*** Opening Extract provided ***

People’s health is being damaged today by climate change through effects ranging from deadly heatwaves in Europe to rising dengue fever in the tropics, according to a report.
Billions of hours of farmwork has been lost during high temperatures and global warming has damaged the ability to grow crops, it said.
The Lancet Countdown on Health and Climate Change was produced by 150 experts from 27 universities and institutions including the World Health Organization and the World Bank.
The Lancet report said the lack of progress “threatens both human lives and the viability of the national health systems they depend on, with the potential to overwhelm health services”.
“The findings are clear and the stakes could not be higher,” said Tedros Adhanom Ghebreyesus, the WHO director-general. “We cannot delay action on climate change. We cannot sleepwalk through this health emergency any longer.”
The report sets out the impacts of global warming on health in stark terms. ”A rapidly changing climate has dire implications for every aspect of human life, exposing vulnerable populations to extremes of weather, altering patterns of infectious disease, and compromising food security, safe drinking water and clean air,” it said.
Nick Watt, the executive director of the Lancet Countdown, said: “These are not things happening in 2050 but are things we are already seeing today."
A survey in the report of leaders of almost 500 global cities found half expected their public health infrastructure to be seriously compromised by climate change, meaning systemic failures such as the shutdown of hospitals.
The Lancet report says populations in Europe and the eastern Mediterranean are at higher risk than those in Africa and south-east Asia because of the high proportion of vulnerable and elderly people living in cities. As temperatures rise across the world, the report says 157 million more vulnerable people were subjected to a heatwave in 2017 than in 2000. Hot conditions directly damage health via heatstroke, but dehydration and exacerbation of conditions such as heart disease are also very dangerous. Heat also worsens air pollution and mental health problems.

*** Closing Extract provided ***

### Work task A
Could you quote the passage of the climate and health article that opens with the words containing "The report sets" and closes with "shutdown of hospitals."?
### Work task B
Extend the climate and health article past its final sentence.

*** Opening Input data ***

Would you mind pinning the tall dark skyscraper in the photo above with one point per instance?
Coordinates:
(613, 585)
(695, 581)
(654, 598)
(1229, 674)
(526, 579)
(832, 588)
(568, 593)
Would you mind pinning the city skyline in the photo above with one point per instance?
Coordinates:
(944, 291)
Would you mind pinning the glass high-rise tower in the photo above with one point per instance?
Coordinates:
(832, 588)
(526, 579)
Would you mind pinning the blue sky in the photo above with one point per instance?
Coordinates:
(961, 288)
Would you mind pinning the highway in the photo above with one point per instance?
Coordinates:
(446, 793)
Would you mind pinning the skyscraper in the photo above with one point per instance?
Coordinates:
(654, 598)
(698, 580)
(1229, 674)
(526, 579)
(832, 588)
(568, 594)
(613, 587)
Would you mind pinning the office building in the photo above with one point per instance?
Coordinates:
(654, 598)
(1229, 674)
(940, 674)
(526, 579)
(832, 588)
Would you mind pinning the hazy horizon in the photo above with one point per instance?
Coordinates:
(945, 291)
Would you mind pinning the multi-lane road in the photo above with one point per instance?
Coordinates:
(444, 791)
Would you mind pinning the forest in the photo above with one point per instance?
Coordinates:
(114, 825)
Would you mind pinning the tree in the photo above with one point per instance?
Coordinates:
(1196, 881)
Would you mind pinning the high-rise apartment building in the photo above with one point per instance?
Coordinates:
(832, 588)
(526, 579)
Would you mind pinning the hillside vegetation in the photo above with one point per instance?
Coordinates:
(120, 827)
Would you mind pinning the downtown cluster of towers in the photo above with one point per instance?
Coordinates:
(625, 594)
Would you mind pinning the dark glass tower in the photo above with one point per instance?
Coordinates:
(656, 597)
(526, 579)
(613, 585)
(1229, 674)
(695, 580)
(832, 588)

*** Closing Input data ***

### Reply A
The report sets out the impacts of global warming on health in stark terms. ”A rapidly changing climate has dire implications for every aspect of human life, exposing vulnerable populations to extremes of weather, altering patterns of infectious disease, and compromising food security, safe drinking water and clean air,” it said.
Nick Watt, the executive director of the Lancet Countdown, said: “These are not things happening in 2050 but are things we are already seeing today."
A survey in the report of leaders of almost 500 global cities found half expected their public health infrastructure to be seriously compromised by climate change, meaning systemic failures such as the shutdown of hospitals.

### Reply B
Prof Kristie Ebi, of the University of Washington, said: “Increased mortality in extreme heatwaves is happening now [but] there is abundant evidence that communities are not prepared for the ongoing increases in the frequency, intensity and duration of heatwaves.”
The Lancet report said 153bn hours of work were lost in 2017 due to extreme heat, 80% of it in agriculture. Almost half the losses were in India, equivalent to 7% of its total working population, while China lost the equivalent of 1.4% of its workers. “This has led to vast losses for national economies and household budgets,” said Prof Joacim Rocklöv of Umeå University in Sweden.
Relatively small changes in temperatures and rainfall could cause large changes in the transmission of infectious diseases spread via water and mosquitoes. The ability of the dengue fever virus to be transmitted – its “vectorial capacity” – reached a record high in 2016, according to the report, 10% above a 1950s baseline. The danger from cholera risk was also rising in regions such as the Baltic states where the sea has been warming rapidly.
“It is clear that climate change is directly impacting our health,” said Howard Frumkin, head of the Wellcome Trust’s Our Planet, Our Health programme. “All sectors must prioritise action on climate change if we are to significantly reduce the potentially devastating impact on our planet and our health, affecting generations to come.”